» Your assignment
Continue the text about Rosetta and the nitrogen on Comet 67P from the point where it stops.

» Document passage
+ + + + +

Rosetta Saw the Building Blocks of Life on Comet 67P

Why is there so little nitrogen in Comet 67P/Churyumov-Gerasimenko (67P)? That’s a question scientists asked themselves when they looked at the data from the ESA’s Rosetta spacecraft. In fact, it’s a question they ask themselves every time they measure the gases in a comet’s coma. When Rosetta visited the comet in 2014, it measured the gases and found that there was very little nitrogen.

In two new papers published in Nature Astronomy, researchers suggest that the nitrogen isn’t really missing at all, it’s just hidden in the building blocks of life.

Rosetta was launched in 2004 and took 10 years to reach its target, Comet 67P. It spent about two years studying it before ending its mission by crashing into the comet. Rosetta also dispatched the lander Philae to the surface, and in spite of a difficult landing that crippled its mission, the lander was still able to take images from the comet’s surface.

+ + + + +

» Provided records
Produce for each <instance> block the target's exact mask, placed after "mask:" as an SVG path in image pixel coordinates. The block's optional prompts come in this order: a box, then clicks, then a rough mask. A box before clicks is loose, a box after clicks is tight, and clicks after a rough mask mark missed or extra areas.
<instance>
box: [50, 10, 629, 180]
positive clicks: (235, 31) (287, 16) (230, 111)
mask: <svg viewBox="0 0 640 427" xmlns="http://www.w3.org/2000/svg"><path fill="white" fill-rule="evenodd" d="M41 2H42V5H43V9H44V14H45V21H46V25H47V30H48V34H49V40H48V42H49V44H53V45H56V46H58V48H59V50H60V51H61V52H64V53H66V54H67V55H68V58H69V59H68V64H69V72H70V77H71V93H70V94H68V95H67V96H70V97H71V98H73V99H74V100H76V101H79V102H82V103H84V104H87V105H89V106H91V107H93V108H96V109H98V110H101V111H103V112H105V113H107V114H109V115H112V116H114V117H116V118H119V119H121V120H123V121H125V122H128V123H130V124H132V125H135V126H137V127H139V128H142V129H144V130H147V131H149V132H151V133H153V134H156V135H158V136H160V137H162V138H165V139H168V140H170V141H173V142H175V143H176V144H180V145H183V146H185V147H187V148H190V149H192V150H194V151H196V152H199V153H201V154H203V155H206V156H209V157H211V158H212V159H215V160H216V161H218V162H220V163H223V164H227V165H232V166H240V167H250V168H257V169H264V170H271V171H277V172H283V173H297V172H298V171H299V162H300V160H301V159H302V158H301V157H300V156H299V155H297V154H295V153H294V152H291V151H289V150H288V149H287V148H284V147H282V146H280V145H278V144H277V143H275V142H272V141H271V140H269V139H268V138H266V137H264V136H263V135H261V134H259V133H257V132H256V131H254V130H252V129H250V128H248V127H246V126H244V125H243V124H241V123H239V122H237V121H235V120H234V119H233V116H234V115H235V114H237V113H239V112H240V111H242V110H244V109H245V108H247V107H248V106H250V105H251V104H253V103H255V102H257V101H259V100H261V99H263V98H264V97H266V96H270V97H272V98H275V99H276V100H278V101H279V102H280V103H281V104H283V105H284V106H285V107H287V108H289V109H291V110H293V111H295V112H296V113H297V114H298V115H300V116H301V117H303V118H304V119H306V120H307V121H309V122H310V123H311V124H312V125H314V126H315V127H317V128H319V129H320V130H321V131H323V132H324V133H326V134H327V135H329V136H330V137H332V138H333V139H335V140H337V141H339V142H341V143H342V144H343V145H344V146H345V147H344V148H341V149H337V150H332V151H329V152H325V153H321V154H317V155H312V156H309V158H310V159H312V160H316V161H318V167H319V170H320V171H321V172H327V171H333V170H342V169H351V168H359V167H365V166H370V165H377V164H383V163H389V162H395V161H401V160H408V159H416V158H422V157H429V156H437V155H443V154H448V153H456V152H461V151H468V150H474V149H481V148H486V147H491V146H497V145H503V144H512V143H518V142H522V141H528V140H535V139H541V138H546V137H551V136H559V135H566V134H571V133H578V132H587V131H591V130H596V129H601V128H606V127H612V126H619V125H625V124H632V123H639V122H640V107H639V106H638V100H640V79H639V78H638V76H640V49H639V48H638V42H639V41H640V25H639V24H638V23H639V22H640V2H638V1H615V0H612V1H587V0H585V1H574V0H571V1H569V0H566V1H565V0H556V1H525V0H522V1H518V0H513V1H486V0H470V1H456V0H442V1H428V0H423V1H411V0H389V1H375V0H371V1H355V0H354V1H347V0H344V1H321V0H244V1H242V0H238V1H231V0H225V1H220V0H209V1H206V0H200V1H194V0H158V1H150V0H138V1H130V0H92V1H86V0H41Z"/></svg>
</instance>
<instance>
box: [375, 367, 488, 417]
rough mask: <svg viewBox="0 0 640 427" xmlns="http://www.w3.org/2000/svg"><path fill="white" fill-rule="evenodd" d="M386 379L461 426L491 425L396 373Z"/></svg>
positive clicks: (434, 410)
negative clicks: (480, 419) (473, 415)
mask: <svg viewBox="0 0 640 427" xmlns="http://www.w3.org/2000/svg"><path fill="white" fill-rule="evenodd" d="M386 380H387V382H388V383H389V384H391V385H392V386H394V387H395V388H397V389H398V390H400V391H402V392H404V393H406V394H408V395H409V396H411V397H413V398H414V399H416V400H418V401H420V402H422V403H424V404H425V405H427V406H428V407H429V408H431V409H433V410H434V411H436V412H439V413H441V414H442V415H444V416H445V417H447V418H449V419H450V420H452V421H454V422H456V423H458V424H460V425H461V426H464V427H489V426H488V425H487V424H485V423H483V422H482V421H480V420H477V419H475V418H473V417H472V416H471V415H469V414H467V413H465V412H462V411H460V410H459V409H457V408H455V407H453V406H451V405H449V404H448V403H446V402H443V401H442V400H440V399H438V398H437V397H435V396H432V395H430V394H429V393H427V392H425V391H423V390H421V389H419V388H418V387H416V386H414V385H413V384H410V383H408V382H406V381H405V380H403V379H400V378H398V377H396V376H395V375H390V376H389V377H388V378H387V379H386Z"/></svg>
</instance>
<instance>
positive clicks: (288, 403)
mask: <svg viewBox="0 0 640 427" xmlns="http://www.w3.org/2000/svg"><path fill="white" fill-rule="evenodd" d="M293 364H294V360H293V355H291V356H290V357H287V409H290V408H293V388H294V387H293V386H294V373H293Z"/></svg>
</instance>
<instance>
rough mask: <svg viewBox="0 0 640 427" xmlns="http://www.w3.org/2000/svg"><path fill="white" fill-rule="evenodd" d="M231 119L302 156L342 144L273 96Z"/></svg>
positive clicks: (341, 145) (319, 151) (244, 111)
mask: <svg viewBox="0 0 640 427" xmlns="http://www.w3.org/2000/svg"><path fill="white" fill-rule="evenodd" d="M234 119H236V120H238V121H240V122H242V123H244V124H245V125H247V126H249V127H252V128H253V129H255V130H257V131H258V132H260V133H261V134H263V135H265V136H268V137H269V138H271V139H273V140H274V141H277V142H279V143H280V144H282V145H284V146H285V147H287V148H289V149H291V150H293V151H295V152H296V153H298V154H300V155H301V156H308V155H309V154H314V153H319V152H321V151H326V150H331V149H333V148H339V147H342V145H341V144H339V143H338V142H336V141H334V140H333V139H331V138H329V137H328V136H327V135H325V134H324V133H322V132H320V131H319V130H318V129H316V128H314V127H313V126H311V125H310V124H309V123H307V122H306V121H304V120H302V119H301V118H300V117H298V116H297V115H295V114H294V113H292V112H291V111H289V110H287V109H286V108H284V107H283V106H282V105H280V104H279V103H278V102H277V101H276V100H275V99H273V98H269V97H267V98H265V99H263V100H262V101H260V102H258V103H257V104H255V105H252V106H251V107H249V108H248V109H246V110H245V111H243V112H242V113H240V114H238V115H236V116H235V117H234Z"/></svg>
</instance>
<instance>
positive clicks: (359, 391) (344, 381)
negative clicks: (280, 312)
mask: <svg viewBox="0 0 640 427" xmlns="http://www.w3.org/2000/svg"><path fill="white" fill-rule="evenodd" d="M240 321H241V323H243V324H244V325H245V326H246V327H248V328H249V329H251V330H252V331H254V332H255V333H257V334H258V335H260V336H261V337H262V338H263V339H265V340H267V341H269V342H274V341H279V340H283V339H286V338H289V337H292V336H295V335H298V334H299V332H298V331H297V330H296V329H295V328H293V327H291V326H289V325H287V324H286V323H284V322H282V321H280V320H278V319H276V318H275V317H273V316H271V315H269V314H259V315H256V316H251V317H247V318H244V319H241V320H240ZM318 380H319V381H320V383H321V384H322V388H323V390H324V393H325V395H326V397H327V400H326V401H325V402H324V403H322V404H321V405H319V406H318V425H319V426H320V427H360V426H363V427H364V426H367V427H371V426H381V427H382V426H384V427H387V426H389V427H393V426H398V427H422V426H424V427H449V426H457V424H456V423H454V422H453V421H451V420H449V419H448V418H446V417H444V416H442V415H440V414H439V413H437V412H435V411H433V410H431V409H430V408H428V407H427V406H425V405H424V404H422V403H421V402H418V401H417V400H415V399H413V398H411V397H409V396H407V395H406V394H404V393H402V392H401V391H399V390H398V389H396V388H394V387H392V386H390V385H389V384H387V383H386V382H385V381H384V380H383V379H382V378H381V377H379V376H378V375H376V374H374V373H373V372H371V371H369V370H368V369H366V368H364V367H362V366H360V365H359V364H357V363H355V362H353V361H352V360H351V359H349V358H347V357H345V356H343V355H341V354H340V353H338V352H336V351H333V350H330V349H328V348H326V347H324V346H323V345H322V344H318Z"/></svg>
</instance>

+ + + + +

» Answer
That was three years ago, and scientists are still working through the data.

“Although Rosetta operations ended over three years ago, it is still offering us an incredible amount of new science and remains a truly ground-breaking mission.”

Matt Taylor, ESA’s Rosetta Project Scientist.

Comets are largely ice balls, and when Comet 67P approached the Sun, the heat sublimated material from the comet into its coma, a gaseous, hazy blob that surrounds the comet. When Rosetta analyzed the coma, it contained the expected amounts of chemicals like oxygen and carbon, but was depleted of nitrogen.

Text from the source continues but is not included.